→ Passage to read
Claims 1-5, 7, 9, and 10 are rejected under 35 U.S.C. 103 as being unpatentable over Jacob et al. (Memory Systems: Cache, DRAM, Disk) in view of Whatmough et al. (US 2021/0192323), Banville (US 2016/0173451), and Siu et al. (“Memory Requirements for Convolutional Neural Network Hardware Accelerators”).
In regards to claim 1, Jacob teaches a processing unit integrated circuit (IC) chip comprising:
a first on-chip memory configured to store reusable data and instructions (L3 cache, unified, On-chip, Table 6.3; “Locality optimizations exploit knowledge of the cache organization and operation; they either change the layout of data in memory or change the algorithm itself (and thus the order of accesses to the data), thereby improving the reuse of data and/or code in the cache.”, chapter 3, paragraph 3); and
a second on-chip memory configured to cache data and instructions stored in off-chip memory (L2 cache, unified, On-chip, Table 6.3; “In this section, we discuss the implementation of a static random-access memory (SRAM). This is the type of memory used as the building block of most caches because of its superior performance over other memory structures, specifically DRAM.”, section 5.2, paragraph 1); and
an on-chip compute circuitry (Integer and floating point units, figure 6.5).
Jacob fails to teach the reusable data and instructions including a first portion of weights, wherein the first portion of weights are memory mapped into the first on-chip memory; and
wherein the cache data includes a feature map, wherein the reusable data and instructions are stored in the first on-chip memory longer than the cache data and instructions in the second on-chip memory; and
the on-chip compute circuitry configured to compute a convolution of the feature map and the first portion of weights including one of an output retaining order, an input retaining order or a weight retaining order partial product computation of partitions of the feature map.
Whatmough teaches the reusable data and instructions including a first portion of weights (“In one embodiment, the weights are stored in writeable memory (volatile or non-volatile) on HA 170”, paragraph 0079; “Advantageously, the weights of the filters with respect to task A may be stored in read-only memory (e.g., ROM, etc.), while the ‘delta weights’ of each task-specific filter may be stored in writeable memory (e.g., flash, SRAM, etc.).”, paragraph 0077); and
wherein the cache data includes a feature map (“For a particular convolution layer implemented by a particular PE 190 of NVM HA 180, NoC interface 192 receives one or more input feature maps from the NoC, and stores the input feature maps in memory 193.”, paragraph 0087), wherein the reusable data and instructions are stored in the first on-chip memory longer than the cache data and instructions in the second on-chip memory (“Advantageously, the weights of the filters with respect to task A may be stored in read-only memory (e.g., ROM, etc.), while the ‘delta weights’ of each task-specific filter may be stored in writeable memory (e.g., flash, SRAM, etc.). In this manner, many different tasks, upgrades, improvements, etc., may be advantageously supported by a single CNN model using ‘delta-weight’ filters.”, paragraph 0077); and
the on-chip compute circuitry configured to compute a convolution of the feature map and the first portion of weights (“AMAC array 194 receives the input feature maps from memory 193 and performs a ‘full’ or normal convolution operation 410 on the input feature maps. This convolution operation uses the fixed weights that are represented within AMAC array 194.”, paragraph 0087)

→ The problem
Under which statute does the patent rejection text reject claims 1-5, 7, 9, and 10?

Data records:
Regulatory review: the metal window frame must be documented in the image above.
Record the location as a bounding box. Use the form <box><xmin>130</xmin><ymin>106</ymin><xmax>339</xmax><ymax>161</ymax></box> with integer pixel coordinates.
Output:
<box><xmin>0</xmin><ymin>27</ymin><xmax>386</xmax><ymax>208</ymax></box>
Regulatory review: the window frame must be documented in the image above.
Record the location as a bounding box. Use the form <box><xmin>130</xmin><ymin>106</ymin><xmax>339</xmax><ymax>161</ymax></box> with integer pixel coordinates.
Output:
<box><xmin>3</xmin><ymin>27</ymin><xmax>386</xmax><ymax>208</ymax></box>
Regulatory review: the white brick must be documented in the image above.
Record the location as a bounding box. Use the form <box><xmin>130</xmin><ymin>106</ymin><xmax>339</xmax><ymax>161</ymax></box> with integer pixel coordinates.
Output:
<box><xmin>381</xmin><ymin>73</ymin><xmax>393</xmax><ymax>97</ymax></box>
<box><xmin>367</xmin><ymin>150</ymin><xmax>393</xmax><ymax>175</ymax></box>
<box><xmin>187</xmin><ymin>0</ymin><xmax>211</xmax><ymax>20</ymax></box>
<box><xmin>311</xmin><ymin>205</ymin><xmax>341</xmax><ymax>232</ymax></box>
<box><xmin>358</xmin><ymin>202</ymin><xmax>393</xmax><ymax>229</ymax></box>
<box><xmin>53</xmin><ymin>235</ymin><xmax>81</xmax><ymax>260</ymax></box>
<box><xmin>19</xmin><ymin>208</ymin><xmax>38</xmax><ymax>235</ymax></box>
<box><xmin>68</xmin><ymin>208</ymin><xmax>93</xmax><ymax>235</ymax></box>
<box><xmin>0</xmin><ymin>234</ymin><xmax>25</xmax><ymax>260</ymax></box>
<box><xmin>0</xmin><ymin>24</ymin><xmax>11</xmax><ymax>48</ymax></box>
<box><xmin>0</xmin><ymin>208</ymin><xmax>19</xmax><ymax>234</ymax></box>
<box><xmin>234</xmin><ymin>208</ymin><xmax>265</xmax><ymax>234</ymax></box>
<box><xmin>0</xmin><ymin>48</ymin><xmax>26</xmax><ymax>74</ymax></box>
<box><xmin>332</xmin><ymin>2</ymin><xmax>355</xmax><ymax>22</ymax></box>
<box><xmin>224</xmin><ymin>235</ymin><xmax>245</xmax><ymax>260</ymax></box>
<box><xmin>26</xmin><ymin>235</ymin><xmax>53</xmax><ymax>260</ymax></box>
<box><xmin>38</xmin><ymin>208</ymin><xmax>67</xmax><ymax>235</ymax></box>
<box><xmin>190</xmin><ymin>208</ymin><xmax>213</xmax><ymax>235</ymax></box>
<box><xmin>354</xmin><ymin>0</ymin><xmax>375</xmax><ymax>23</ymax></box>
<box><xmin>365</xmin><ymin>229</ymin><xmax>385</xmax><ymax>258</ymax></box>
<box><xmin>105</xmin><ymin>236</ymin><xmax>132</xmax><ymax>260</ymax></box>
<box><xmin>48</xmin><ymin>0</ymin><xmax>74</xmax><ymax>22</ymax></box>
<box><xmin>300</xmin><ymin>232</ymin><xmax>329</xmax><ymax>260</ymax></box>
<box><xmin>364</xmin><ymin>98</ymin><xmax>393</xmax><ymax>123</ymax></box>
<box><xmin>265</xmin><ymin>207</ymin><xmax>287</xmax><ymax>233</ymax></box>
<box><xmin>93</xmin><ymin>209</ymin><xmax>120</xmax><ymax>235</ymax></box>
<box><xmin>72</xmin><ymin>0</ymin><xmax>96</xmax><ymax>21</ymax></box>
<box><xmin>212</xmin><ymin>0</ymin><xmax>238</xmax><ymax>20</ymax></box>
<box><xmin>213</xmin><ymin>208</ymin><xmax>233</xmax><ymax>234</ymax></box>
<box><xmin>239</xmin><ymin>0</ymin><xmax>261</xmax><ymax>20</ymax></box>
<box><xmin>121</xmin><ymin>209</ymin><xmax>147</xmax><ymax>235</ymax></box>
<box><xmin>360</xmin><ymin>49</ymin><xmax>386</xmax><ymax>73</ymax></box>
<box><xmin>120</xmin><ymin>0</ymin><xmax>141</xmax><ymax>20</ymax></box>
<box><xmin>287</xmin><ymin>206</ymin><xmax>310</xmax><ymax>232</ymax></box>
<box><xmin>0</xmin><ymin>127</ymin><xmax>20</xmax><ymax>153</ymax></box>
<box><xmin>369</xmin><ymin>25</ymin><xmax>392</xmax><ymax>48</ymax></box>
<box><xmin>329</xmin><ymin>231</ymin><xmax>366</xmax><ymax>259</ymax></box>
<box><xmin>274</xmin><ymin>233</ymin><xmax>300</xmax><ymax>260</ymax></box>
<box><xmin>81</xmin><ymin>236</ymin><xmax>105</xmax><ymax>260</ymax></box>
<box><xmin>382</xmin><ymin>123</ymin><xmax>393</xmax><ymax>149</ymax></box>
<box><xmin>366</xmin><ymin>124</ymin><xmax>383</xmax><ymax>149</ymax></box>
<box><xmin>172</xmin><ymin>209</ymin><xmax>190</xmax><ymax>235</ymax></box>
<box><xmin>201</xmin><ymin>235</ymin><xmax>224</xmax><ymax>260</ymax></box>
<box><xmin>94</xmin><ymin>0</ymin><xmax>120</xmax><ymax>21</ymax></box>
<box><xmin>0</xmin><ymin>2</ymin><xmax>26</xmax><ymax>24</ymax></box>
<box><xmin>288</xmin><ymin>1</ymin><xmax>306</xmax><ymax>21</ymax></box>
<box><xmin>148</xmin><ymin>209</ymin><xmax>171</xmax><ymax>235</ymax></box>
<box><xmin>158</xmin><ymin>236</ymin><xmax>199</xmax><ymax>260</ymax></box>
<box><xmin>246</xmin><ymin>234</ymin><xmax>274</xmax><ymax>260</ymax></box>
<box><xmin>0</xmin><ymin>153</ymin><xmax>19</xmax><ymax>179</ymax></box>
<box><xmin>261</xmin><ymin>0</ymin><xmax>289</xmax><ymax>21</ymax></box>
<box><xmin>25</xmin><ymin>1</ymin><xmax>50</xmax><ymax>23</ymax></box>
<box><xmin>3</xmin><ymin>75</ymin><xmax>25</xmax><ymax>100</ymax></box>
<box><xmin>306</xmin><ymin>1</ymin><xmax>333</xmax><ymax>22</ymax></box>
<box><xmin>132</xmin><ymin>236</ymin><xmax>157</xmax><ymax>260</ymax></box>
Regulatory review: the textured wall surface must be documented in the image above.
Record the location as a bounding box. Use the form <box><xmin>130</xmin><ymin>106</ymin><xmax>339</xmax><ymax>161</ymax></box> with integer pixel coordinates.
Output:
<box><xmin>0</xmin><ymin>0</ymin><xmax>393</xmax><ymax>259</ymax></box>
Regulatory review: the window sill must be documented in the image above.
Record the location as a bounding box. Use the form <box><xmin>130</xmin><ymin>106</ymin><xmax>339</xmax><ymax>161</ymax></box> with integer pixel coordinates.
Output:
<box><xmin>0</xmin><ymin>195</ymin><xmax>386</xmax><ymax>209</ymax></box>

→ Result of this task
35 U.S.C. 103